| Exercise instructions |
Starting at the line that holds "Expected: one point per instance of the all-terrain", copy every line exactly through the end of the data, and no others.

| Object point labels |
· · · · ·

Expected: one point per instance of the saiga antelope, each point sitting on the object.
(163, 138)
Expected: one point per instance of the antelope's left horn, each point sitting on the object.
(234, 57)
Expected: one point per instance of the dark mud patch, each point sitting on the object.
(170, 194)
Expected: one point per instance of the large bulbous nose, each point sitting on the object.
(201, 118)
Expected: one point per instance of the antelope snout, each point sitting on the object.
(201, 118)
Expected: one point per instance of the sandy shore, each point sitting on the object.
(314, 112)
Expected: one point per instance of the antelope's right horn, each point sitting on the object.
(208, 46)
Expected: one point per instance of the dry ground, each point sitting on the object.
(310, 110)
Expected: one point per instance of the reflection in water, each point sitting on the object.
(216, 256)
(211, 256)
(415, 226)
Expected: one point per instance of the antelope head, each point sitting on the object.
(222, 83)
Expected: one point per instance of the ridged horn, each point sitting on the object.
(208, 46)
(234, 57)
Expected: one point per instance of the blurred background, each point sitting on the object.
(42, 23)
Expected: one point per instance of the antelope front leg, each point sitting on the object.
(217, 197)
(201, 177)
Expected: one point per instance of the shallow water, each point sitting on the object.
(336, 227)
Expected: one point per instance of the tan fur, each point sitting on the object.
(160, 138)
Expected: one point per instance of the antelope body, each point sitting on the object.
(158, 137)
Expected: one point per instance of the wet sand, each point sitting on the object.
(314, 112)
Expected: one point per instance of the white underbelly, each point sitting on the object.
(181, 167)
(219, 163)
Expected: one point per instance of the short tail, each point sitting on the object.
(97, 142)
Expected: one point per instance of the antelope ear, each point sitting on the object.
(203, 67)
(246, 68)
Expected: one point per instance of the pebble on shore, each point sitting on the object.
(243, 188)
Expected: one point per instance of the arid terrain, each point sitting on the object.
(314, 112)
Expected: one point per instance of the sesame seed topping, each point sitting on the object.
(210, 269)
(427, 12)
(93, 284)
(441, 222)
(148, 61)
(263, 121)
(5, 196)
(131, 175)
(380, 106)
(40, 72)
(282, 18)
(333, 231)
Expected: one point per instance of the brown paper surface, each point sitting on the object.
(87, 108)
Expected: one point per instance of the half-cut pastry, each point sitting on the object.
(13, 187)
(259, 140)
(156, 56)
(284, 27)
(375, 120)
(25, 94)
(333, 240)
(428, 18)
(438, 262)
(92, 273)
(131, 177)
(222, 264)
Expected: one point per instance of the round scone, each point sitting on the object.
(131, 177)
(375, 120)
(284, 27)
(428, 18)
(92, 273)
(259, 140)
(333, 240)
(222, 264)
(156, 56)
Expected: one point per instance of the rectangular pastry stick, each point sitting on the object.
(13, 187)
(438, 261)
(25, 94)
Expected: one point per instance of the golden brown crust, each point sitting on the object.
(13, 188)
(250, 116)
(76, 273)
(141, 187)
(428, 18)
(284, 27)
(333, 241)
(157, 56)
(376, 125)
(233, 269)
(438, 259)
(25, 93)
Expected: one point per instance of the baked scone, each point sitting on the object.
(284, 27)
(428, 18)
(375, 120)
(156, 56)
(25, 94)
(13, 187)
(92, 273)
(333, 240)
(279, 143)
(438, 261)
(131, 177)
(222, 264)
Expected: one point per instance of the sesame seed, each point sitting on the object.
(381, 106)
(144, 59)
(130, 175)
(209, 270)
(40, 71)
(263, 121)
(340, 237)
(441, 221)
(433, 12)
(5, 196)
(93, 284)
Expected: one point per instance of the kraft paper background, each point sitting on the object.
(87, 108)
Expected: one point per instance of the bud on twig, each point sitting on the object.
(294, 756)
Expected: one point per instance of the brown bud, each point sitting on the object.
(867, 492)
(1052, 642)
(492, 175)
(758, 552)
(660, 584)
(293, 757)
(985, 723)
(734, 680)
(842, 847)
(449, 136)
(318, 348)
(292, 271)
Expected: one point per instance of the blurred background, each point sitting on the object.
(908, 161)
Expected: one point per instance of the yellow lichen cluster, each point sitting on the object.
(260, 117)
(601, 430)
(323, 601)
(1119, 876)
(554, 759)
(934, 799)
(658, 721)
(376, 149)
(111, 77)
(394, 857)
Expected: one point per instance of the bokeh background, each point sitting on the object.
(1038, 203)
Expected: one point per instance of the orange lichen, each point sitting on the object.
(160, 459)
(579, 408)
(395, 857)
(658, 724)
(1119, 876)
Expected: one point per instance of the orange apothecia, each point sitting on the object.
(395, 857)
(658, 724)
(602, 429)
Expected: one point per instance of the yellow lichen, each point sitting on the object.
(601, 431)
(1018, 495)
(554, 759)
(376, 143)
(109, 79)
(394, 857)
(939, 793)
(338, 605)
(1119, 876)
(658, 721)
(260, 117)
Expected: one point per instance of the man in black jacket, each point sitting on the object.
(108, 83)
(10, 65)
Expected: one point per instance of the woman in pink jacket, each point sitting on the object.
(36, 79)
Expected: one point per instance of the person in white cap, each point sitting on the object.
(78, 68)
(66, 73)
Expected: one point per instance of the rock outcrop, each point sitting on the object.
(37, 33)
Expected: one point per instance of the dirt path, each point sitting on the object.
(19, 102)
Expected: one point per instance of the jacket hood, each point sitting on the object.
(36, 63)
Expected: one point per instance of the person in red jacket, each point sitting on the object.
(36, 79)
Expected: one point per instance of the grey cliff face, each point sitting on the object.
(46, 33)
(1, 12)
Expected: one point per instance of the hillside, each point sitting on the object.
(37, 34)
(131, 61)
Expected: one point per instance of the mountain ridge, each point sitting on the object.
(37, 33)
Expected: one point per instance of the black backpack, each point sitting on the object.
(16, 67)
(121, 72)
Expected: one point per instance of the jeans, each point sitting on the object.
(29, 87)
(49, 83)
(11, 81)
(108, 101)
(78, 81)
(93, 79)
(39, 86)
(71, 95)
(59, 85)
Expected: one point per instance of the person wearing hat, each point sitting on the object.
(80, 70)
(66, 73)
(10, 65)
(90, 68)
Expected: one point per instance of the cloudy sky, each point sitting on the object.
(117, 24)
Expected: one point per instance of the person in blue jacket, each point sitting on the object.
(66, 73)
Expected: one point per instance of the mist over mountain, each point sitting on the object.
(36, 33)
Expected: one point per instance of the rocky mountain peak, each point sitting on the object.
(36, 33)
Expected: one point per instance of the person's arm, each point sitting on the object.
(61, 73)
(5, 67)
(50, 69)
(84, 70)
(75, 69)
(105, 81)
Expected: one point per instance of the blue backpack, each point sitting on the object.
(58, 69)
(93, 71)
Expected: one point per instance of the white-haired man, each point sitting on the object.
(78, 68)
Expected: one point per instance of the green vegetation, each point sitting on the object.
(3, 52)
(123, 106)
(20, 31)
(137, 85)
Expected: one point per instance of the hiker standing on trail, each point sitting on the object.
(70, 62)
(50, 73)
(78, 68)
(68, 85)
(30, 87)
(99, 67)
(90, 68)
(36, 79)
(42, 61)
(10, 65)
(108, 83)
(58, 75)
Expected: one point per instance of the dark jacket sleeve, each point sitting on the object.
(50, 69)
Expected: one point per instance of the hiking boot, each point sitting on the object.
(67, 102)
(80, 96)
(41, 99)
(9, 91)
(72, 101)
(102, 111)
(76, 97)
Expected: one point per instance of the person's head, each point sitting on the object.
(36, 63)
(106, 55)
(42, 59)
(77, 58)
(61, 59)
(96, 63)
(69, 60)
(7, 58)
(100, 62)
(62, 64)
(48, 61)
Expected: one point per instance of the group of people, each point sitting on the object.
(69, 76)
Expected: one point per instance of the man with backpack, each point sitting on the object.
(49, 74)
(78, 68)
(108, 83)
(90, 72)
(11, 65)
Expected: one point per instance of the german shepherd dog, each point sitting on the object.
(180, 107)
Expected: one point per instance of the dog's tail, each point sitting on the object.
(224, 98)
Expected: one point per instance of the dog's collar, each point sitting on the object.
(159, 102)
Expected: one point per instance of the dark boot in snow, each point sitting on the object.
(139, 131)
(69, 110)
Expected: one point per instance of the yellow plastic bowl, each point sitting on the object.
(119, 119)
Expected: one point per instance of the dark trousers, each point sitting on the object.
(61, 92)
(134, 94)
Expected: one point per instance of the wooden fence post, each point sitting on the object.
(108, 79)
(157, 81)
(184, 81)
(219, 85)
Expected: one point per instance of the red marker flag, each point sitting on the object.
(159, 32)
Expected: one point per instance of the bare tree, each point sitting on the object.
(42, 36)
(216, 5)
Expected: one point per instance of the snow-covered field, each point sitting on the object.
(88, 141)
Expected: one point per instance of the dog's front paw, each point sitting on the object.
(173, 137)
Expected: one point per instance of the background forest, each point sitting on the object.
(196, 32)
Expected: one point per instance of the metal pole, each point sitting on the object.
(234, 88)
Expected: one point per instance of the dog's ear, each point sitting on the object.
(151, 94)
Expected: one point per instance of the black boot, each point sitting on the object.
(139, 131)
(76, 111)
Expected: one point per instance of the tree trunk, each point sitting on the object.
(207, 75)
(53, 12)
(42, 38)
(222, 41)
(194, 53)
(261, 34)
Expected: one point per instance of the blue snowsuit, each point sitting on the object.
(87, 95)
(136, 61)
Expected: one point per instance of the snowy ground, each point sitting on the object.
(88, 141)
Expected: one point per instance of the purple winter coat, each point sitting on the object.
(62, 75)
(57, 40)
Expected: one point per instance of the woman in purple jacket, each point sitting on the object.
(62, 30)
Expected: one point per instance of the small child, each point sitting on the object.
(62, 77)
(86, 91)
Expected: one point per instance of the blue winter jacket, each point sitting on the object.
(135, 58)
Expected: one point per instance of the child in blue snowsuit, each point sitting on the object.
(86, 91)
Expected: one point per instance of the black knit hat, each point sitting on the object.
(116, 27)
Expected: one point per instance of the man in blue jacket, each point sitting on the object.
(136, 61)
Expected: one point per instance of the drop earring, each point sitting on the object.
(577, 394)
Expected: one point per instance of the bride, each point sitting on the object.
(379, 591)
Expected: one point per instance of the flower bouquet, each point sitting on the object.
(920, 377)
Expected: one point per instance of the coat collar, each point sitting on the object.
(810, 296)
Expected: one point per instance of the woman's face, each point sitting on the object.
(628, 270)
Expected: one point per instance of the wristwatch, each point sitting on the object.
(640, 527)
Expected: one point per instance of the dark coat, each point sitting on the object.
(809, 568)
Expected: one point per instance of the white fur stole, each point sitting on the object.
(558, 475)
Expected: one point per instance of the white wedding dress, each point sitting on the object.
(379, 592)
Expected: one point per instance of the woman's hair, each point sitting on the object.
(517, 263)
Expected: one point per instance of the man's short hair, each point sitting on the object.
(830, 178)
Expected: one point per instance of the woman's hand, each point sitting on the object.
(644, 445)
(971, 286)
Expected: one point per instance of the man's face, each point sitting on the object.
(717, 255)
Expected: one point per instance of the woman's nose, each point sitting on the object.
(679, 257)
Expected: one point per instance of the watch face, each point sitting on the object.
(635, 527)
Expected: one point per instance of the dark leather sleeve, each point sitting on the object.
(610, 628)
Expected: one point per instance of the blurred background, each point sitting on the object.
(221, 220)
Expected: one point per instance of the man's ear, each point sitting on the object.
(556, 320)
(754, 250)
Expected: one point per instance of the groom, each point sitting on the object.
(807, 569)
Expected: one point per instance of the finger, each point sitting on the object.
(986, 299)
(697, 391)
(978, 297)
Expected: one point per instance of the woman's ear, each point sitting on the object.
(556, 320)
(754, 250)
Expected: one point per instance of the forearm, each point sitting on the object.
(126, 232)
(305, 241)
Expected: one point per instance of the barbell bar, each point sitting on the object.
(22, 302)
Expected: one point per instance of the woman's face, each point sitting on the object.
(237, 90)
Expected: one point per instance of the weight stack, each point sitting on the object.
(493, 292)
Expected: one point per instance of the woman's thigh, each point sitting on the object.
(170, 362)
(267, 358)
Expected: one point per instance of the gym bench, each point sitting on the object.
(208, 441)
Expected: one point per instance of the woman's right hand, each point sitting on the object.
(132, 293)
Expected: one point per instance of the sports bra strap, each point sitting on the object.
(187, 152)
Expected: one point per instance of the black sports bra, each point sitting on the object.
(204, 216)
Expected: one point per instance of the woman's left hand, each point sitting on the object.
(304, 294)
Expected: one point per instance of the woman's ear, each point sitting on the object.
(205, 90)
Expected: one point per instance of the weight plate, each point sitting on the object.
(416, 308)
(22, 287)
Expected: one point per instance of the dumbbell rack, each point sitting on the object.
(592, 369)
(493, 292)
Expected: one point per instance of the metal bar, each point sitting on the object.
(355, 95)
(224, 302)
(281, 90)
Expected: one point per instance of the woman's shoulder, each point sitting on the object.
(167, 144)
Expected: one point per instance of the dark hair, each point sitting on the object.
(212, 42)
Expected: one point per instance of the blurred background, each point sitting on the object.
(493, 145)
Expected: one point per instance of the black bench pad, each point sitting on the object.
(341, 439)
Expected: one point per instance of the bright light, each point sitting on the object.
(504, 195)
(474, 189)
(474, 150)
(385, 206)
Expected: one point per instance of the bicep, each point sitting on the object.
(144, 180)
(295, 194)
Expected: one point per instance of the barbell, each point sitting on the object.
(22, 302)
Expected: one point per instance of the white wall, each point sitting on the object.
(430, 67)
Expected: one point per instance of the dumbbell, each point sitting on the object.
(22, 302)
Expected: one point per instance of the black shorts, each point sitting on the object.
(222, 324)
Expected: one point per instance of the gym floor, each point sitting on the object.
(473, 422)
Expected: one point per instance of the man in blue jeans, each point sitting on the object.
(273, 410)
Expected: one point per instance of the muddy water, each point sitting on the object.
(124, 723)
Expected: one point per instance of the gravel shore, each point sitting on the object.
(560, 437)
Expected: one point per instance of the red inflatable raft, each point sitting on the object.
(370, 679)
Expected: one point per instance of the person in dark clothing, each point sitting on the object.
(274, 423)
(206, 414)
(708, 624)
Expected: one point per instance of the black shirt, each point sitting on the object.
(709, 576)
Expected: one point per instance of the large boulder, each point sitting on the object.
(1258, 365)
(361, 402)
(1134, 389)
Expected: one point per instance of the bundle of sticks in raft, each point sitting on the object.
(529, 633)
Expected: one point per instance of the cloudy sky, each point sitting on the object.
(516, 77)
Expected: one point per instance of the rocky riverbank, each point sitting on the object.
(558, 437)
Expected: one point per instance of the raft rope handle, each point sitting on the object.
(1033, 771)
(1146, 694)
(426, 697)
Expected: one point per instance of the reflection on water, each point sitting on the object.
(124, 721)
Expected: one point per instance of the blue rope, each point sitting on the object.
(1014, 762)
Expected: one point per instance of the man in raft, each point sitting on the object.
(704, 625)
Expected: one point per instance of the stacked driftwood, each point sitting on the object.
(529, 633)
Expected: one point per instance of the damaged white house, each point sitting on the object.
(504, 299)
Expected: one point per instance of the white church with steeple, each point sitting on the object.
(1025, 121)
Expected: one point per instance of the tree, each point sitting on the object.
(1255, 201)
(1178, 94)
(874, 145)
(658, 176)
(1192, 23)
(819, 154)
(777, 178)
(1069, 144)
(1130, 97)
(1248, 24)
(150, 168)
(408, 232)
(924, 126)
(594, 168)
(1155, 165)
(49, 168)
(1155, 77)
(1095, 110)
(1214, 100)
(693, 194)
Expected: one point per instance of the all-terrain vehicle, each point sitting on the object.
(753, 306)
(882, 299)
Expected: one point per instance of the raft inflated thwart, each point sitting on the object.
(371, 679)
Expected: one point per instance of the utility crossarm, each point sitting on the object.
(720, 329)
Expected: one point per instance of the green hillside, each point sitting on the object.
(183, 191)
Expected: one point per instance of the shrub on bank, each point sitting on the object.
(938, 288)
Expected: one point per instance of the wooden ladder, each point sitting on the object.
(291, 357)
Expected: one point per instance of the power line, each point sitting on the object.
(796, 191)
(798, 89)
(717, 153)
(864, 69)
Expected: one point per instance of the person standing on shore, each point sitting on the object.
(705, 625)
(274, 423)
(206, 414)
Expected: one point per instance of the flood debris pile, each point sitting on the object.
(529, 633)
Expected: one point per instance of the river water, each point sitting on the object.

· · · · ·

| Task result |
Expected: one point per instance of the all-terrain vehicle, each point sitting on the object.
(753, 306)
(882, 299)
Expected: one point per instance of the raft inflated thwart, each point sitting on the object.
(371, 679)
Expected: one point per instance of the utility crossarm, each point sitting on the object.
(720, 329)
Expected: one point per instance of the green hillside, each point sitting on the object.
(183, 191)
Expected: one point per instance of the shrub on bank, each point sitting on the object.
(938, 288)
Expected: one point per instance of the wooden ladder, each point sitting on the object.
(291, 357)
Expected: one point per instance of the power line, each point sitting on the object.
(796, 191)
(798, 89)
(717, 153)
(864, 69)
Expected: one point per instance of the person standing on shore, each point sitting on the object.
(705, 625)
(274, 423)
(206, 414)
Expected: one point per instance of the flood debris pile, each point sitting on the object.
(529, 633)
Expected: one point per instance of the river water, each point sitting on the object.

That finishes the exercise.